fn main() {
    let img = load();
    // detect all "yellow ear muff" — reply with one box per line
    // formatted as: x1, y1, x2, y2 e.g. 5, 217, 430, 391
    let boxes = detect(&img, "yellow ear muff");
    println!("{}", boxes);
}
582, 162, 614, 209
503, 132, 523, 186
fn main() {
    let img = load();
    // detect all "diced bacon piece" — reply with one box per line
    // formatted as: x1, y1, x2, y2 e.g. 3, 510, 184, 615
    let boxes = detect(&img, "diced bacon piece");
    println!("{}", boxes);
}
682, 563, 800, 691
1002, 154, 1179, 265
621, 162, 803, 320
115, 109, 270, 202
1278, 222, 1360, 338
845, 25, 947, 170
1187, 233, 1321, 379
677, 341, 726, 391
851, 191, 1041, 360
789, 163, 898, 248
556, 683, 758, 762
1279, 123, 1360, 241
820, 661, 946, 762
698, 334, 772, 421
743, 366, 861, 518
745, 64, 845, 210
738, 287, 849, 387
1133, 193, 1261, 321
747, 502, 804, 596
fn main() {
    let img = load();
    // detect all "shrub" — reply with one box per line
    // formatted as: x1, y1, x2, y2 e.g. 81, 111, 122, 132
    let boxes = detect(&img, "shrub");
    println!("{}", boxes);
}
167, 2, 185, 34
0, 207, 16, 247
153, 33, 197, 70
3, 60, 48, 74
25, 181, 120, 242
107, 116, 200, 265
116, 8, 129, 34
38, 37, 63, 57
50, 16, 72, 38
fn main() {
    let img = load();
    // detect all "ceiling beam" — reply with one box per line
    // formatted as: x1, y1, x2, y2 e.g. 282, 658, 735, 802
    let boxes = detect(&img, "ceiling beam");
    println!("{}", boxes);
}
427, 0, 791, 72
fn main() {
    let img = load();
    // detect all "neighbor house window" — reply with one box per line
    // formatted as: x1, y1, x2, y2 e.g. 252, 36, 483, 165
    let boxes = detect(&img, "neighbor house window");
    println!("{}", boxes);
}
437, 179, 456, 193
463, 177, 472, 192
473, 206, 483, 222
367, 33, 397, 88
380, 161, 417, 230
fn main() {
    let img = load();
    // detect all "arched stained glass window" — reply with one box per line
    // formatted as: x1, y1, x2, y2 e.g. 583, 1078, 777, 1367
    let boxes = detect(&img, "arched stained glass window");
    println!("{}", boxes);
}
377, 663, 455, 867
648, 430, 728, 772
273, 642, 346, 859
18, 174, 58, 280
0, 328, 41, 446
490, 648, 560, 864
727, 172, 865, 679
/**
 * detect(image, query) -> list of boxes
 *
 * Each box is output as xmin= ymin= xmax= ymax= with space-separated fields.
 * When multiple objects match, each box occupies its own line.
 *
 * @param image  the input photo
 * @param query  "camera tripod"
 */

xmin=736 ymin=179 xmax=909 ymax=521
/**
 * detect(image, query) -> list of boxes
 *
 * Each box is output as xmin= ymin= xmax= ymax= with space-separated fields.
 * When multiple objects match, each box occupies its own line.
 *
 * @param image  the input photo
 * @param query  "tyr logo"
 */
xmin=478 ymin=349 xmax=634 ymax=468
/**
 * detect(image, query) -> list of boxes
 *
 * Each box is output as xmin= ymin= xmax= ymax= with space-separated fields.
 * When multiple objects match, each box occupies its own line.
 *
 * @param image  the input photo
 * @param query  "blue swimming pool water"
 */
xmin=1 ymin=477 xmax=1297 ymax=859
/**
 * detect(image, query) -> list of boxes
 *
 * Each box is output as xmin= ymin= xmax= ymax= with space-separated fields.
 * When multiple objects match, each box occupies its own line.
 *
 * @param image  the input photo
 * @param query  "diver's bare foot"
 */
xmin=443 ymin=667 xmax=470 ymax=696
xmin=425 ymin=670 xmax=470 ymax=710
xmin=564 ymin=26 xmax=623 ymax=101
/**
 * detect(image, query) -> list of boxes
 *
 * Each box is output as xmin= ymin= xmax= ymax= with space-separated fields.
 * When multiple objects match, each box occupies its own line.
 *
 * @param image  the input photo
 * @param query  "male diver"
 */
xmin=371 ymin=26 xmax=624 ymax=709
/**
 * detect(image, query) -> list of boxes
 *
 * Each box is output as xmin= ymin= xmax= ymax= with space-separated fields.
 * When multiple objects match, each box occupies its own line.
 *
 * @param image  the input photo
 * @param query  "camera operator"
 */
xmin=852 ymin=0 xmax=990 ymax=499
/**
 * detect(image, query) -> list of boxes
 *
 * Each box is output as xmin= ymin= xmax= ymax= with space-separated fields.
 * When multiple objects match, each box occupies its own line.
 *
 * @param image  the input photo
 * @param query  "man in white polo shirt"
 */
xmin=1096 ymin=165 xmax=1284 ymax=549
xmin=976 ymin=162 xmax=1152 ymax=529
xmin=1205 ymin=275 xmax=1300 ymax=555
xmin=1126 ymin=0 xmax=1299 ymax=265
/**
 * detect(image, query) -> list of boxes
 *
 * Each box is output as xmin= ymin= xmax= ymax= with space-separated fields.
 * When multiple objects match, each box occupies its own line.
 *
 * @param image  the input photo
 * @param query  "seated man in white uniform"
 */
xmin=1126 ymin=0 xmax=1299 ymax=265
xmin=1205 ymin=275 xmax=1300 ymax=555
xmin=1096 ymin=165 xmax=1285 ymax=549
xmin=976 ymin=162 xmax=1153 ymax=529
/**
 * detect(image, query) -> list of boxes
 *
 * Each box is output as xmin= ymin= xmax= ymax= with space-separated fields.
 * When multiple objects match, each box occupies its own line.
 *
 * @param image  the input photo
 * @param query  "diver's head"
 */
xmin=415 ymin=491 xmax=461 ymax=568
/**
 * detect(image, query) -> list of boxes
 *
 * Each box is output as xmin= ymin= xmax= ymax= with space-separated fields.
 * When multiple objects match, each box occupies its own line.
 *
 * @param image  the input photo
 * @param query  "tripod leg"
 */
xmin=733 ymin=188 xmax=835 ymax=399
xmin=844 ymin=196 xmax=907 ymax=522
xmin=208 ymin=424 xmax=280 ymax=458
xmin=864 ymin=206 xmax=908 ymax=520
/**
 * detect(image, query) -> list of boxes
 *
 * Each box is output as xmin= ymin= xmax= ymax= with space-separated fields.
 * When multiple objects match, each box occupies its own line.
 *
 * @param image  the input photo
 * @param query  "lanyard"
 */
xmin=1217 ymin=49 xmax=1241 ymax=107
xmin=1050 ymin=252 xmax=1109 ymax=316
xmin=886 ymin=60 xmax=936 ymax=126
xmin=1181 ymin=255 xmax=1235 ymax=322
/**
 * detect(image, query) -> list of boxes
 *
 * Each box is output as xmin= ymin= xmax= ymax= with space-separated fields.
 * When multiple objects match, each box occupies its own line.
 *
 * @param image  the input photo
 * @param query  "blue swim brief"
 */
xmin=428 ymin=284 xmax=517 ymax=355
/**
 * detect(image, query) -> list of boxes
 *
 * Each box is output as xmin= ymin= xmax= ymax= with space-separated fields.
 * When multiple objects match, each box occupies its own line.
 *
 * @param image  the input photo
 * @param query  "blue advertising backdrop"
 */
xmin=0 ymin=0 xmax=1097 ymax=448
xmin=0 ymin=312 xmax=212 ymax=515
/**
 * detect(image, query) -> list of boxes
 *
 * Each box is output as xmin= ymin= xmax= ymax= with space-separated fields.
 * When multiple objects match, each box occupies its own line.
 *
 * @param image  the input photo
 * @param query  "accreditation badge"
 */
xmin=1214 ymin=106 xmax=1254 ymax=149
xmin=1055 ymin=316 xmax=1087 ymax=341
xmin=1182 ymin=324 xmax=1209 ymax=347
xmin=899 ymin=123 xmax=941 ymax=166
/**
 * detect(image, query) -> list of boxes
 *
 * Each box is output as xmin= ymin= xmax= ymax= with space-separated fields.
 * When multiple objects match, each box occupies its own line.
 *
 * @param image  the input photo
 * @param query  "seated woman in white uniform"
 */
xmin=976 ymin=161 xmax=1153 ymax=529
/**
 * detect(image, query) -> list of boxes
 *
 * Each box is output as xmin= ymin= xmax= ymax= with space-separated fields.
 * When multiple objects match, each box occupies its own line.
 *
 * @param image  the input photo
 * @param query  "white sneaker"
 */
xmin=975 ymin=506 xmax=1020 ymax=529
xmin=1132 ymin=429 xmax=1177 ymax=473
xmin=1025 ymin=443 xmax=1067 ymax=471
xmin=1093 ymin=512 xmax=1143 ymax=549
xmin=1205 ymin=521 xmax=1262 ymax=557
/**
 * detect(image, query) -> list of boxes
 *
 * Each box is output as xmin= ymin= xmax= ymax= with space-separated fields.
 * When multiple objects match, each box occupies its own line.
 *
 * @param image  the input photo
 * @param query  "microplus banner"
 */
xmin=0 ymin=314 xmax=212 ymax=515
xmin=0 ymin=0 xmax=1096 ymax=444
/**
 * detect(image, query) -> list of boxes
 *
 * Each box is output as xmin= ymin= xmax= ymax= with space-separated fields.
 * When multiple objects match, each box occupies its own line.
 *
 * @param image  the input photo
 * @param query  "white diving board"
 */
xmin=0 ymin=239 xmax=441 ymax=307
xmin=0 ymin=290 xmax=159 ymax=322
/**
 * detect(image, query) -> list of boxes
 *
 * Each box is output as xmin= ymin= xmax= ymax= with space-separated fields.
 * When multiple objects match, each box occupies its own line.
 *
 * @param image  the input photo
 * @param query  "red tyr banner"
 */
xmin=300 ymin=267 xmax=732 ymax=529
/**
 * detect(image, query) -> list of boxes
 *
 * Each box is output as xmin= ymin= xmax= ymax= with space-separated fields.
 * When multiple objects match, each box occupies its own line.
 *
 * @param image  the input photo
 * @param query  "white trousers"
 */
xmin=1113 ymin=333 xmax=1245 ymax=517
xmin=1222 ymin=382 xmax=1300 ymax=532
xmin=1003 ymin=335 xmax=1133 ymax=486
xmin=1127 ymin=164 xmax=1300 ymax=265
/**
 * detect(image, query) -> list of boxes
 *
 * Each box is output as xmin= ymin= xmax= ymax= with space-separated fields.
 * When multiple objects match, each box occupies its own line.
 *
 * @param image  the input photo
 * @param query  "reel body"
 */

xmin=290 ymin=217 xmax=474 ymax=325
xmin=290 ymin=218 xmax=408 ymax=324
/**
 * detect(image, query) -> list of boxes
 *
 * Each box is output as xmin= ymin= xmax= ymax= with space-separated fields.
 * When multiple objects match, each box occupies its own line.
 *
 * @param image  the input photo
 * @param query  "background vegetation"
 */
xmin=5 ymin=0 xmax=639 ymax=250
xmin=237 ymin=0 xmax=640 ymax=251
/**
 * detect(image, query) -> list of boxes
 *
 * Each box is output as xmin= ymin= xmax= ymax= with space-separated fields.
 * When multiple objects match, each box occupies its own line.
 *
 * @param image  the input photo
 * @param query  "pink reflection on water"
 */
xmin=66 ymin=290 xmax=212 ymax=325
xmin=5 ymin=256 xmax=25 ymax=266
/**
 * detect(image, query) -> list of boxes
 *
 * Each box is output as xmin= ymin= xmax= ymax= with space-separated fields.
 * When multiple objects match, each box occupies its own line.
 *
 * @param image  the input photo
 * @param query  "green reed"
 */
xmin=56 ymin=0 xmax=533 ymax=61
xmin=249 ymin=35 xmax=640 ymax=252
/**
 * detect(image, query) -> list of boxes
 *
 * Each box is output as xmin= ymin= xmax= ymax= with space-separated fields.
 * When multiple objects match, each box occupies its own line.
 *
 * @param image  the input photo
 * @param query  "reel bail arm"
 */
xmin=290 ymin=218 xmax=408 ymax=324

☆ ☆ ☆ ☆ ☆

- Work task: Lines with the string "seated" in the data above: say how many there are, giving the number alone.

- Task response: 2